(Raw records):

═══

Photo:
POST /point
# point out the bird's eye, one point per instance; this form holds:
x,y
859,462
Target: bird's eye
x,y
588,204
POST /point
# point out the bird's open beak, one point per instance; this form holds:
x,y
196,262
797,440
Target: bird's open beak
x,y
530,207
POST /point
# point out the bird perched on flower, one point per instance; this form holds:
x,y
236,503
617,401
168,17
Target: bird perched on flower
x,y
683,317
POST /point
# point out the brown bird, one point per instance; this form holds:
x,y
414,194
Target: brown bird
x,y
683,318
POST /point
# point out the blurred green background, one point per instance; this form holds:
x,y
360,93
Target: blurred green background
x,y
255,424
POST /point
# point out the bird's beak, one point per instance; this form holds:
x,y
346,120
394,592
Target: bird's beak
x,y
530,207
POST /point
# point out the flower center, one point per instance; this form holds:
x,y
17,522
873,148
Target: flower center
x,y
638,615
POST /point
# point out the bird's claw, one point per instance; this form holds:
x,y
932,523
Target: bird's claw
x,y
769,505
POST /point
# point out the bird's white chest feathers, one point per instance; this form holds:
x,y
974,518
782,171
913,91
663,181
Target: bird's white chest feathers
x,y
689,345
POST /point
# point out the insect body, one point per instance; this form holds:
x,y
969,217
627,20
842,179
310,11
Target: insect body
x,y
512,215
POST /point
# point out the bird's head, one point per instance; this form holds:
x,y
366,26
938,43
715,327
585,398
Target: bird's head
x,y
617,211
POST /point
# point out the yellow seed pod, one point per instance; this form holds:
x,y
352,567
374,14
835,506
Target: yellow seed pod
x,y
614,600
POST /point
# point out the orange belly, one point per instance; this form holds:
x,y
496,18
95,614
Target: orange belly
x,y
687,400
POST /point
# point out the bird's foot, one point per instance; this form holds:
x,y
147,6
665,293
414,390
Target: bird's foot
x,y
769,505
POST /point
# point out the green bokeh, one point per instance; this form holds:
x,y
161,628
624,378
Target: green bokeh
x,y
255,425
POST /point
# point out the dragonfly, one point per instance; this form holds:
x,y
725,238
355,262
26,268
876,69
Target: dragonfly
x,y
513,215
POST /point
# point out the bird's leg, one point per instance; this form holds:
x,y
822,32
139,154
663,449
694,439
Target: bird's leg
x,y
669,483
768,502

═══

(EXERCISE):
Reproduce the whole listing word for word.

(SOLUTION FOR THIS EXERCISE):
Photo:
POST /point
# point out the bird's eye, one point per instance; this form holds:
x,y
859,462
Target: bird's eye
x,y
588,204
POST /point
# point out the bird's open beak, one point per instance; this form holds:
x,y
196,262
797,440
Target: bird's open beak
x,y
530,207
POST /point
# point out the bird perched on flower, one point per instance; this form holds:
x,y
236,503
617,401
168,17
Target: bird perched on flower
x,y
683,317
POST /point
# point out the brown bird, one point per instance; this form holds:
x,y
414,194
Target: brown bird
x,y
683,318
POST /point
# point out the blurred green background, one point per instance; this form holds:
x,y
360,93
Target: blurred green background
x,y
255,424
POST /point
# point out the bird's beak, one point per instance; this form holds:
x,y
346,120
394,592
Target: bird's beak
x,y
530,207
POST /point
# point out the flower center, one point per instance; this form holds:
x,y
17,522
873,148
Target: flower center
x,y
638,615
POST /point
# point out the bird's claw, one point per instance; this form holds:
x,y
932,523
Target: bird's claw
x,y
769,505
POST /point
# point out the bird's white chest feathers, one point per instance; this form holds:
x,y
974,518
782,171
913,91
663,181
Target: bird's white chest feathers
x,y
689,345
POST /point
# point out the insect body, one point per instance; this form holds:
x,y
969,217
627,20
842,179
310,11
Target: insect body
x,y
512,215
POST /point
# point out the bird's head, one point per instance; this form holds:
x,y
366,26
938,43
715,327
585,398
Target: bird's head
x,y
617,211
POST /point
# point out the yellow seed pod, one point per instance; this form holds:
x,y
352,567
374,14
835,506
Target: yellow seed pod
x,y
614,600
POST /point
# point out the orange belly, one point per instance; this form holds:
x,y
496,18
95,614
Target: orange belly
x,y
687,400
POST /point
# point out the bird's foot, one point per instance; this form holds:
x,y
147,6
665,293
414,390
Target: bird's foot
x,y
769,505
POST /point
# point out the green bokeh, one point per instance; this form holds:
x,y
161,628
624,378
Target: green bokeh
x,y
255,425
POST /point
# point out the dragonfly, one point per instance; this form holds:
x,y
725,238
355,262
26,268
876,69
Target: dragonfly
x,y
513,215
POST /point
# point out the bird's leg, one point per instance; this form holds:
x,y
822,32
139,154
663,449
694,439
Target: bird's leg
x,y
669,483
768,502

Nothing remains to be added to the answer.